_Action item:_
The listing that follows should be reproduced exactly, line for line.
%%
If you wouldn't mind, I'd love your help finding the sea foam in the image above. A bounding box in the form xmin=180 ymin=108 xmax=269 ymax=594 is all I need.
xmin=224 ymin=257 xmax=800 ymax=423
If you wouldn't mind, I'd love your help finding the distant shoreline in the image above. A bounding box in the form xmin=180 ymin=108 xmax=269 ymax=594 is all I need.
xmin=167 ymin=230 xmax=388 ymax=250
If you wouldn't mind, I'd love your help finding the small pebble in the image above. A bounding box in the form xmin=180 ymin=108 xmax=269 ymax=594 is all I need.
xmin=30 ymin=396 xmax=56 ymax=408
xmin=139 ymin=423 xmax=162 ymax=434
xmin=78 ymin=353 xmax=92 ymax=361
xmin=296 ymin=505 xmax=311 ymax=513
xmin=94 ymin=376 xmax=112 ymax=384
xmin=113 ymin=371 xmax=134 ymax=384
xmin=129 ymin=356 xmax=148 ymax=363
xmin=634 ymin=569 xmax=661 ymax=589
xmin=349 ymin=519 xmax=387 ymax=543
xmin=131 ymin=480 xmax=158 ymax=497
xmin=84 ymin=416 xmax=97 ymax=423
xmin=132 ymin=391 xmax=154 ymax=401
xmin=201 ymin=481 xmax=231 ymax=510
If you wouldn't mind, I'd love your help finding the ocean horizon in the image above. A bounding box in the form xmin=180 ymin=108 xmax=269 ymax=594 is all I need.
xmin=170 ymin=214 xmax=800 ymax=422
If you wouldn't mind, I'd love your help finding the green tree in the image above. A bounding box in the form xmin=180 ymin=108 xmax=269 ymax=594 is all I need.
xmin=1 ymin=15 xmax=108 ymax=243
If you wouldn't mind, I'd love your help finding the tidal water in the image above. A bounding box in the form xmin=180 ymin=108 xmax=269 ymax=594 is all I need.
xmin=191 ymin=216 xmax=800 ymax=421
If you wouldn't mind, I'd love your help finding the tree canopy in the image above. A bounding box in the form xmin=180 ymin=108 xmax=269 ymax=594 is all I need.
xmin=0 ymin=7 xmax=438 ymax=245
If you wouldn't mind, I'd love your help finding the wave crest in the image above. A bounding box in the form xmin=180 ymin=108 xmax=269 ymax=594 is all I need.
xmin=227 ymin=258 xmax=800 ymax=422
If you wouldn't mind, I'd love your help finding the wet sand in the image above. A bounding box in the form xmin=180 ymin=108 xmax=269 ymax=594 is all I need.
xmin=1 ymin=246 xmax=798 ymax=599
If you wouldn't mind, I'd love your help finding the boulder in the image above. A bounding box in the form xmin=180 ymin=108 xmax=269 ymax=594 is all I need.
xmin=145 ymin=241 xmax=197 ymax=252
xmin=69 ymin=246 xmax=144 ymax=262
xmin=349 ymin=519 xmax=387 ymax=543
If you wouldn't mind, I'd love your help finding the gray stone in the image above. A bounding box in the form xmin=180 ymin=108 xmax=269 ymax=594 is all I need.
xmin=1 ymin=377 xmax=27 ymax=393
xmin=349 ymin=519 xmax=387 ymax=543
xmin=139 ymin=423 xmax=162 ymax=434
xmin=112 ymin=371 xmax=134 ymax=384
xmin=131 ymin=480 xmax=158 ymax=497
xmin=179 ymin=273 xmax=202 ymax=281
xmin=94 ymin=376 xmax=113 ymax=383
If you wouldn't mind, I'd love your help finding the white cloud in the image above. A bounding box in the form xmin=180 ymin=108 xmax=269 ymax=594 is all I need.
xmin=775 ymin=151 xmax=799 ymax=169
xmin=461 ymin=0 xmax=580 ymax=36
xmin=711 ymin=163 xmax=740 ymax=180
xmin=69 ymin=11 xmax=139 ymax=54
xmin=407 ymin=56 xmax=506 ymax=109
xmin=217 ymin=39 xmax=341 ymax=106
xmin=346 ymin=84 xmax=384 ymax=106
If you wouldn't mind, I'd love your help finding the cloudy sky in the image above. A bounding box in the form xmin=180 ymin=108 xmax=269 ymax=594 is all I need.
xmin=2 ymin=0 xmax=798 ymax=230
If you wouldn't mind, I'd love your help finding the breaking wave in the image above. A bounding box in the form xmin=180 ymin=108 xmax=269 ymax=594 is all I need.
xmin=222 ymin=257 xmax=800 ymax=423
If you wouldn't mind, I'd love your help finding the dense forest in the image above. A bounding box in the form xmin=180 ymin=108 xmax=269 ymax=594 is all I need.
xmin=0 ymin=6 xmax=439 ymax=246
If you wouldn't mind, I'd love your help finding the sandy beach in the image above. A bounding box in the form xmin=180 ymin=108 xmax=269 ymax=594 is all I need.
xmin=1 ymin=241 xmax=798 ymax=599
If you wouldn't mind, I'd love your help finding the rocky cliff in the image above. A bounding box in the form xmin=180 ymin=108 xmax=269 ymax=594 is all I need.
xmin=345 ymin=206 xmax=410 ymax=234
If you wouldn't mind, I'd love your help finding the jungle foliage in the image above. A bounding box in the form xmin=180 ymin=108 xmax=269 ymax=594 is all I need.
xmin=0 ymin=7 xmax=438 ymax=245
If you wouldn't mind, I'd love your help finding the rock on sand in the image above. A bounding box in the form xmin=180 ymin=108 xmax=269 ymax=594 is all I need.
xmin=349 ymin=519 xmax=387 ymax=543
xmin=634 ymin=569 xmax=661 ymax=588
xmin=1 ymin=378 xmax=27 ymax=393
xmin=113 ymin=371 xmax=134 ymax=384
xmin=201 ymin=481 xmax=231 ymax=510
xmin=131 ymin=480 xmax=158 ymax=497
%%
_Solution to this problem:_
If you wouldn't mind, I'd love your help finding the sea foam in the image above. A bounding box in the form xmin=180 ymin=108 xmax=269 ymax=594 is all I need.
xmin=224 ymin=257 xmax=800 ymax=423
If you wouldn't mind, I'd love your help finding the distant shoreline in the image above. A bounding box in the form xmin=180 ymin=108 xmax=269 ymax=594 is all I need.
xmin=167 ymin=230 xmax=388 ymax=250
If you wouldn't mind, I'd love your help finding the small pebble in the image above. A bounding box in the form xmin=180 ymin=108 xmax=269 ymax=594 is all I need.
xmin=30 ymin=396 xmax=56 ymax=408
xmin=139 ymin=423 xmax=162 ymax=434
xmin=78 ymin=353 xmax=92 ymax=361
xmin=296 ymin=505 xmax=311 ymax=513
xmin=94 ymin=376 xmax=112 ymax=384
xmin=113 ymin=371 xmax=134 ymax=384
xmin=129 ymin=356 xmax=148 ymax=363
xmin=634 ymin=569 xmax=661 ymax=589
xmin=349 ymin=519 xmax=387 ymax=543
xmin=131 ymin=480 xmax=158 ymax=497
xmin=84 ymin=416 xmax=97 ymax=423
xmin=132 ymin=391 xmax=154 ymax=401
xmin=201 ymin=481 xmax=231 ymax=510
If you wouldn't mind, I'd love your help finding the ocean horizon in the image above. A bounding box in the form xmin=180 ymin=108 xmax=269 ymax=594 is all I need.
xmin=170 ymin=214 xmax=800 ymax=422
If you wouldn't mind, I'd love your help finding the green tree in the image above. A bounding box in the form xmin=180 ymin=108 xmax=269 ymax=594 is all I need.
xmin=1 ymin=15 xmax=108 ymax=243
If you wouldn't mind, I'd love your help finding the tidal water in the image above. A bounding box in the form xmin=180 ymin=108 xmax=269 ymax=594 is all I need.
xmin=191 ymin=216 xmax=800 ymax=421
If you wouldn't mind, I'd love your help finding the tree canopy in the image above. A bounding box in the form xmin=180 ymin=108 xmax=269 ymax=594 is all I need.
xmin=0 ymin=7 xmax=438 ymax=245
If you wouldn't mind, I'd love your help finding the wave crest in the image above. A bounding box in the form xmin=180 ymin=108 xmax=269 ymax=594 is all I need.
xmin=227 ymin=258 xmax=800 ymax=422
If you wouldn't mind, I'd love your help finding the wet sand in the image above. A bounding box in the form xmin=180 ymin=108 xmax=269 ymax=594 is all I need.
xmin=1 ymin=246 xmax=798 ymax=599
If you wouldn't mind, I'd love your help finding the boulder in the image above. A bounding box in the form xmin=180 ymin=108 xmax=269 ymax=594 is all I need.
xmin=145 ymin=241 xmax=197 ymax=252
xmin=69 ymin=246 xmax=144 ymax=262
xmin=349 ymin=519 xmax=387 ymax=543
If you wouldn't mind, I'd love your help finding the gray stone in the image above. A bounding box in the form xmin=180 ymin=108 xmax=269 ymax=594 is all I need.
xmin=1 ymin=377 xmax=27 ymax=393
xmin=349 ymin=519 xmax=387 ymax=543
xmin=139 ymin=423 xmax=162 ymax=434
xmin=112 ymin=371 xmax=134 ymax=384
xmin=131 ymin=480 xmax=158 ymax=497
xmin=179 ymin=273 xmax=202 ymax=281
xmin=94 ymin=376 xmax=113 ymax=383
If you wouldn't mind, I'd love your help finding the white cloud in the image above. A bounding box in the form xmin=180 ymin=108 xmax=269 ymax=594 is all I need.
xmin=775 ymin=151 xmax=799 ymax=169
xmin=461 ymin=0 xmax=580 ymax=36
xmin=711 ymin=163 xmax=740 ymax=180
xmin=69 ymin=11 xmax=139 ymax=54
xmin=407 ymin=56 xmax=506 ymax=109
xmin=217 ymin=39 xmax=341 ymax=106
xmin=346 ymin=84 xmax=384 ymax=106
If you wouldn't mind, I'd love your help finding the cloudy sky in the image above. A bounding box in the form xmin=180 ymin=108 xmax=269 ymax=594 is all I need.
xmin=2 ymin=0 xmax=798 ymax=230
If you wouldn't mind, I'd love your help finding the breaking wave in the image above. A bounding box in the form xmin=180 ymin=108 xmax=269 ymax=594 is all I need.
xmin=222 ymin=257 xmax=800 ymax=423
If you wouldn't mind, I'd love your help finding the dense forest in the image above. A bounding box in the form xmin=180 ymin=108 xmax=269 ymax=594 is all I need.
xmin=0 ymin=6 xmax=439 ymax=246
If you wouldn't mind, I'd love your help finding the sandy beach in the image above. A bounding box in the form xmin=180 ymin=108 xmax=269 ymax=594 is all I need.
xmin=1 ymin=241 xmax=798 ymax=599
If you wouldn't mind, I'd love your help finding the rocky cliff in the image above. A bounding box in the form xmin=180 ymin=108 xmax=269 ymax=594 is all I need.
xmin=345 ymin=206 xmax=410 ymax=234
If you wouldn't mind, I'd love your help finding the jungle foliage in the image above. A bounding box in the form xmin=180 ymin=108 xmax=269 ymax=594 is all I need.
xmin=0 ymin=7 xmax=438 ymax=245
If you wouldn't mind, I'd love your help finding the rock on sand in the image above. A bounding box in the form xmin=180 ymin=108 xmax=269 ymax=594 is all I need.
xmin=349 ymin=519 xmax=387 ymax=543
xmin=634 ymin=569 xmax=661 ymax=588
xmin=1 ymin=378 xmax=27 ymax=393
xmin=113 ymin=371 xmax=134 ymax=384
xmin=201 ymin=481 xmax=231 ymax=510
xmin=131 ymin=480 xmax=158 ymax=497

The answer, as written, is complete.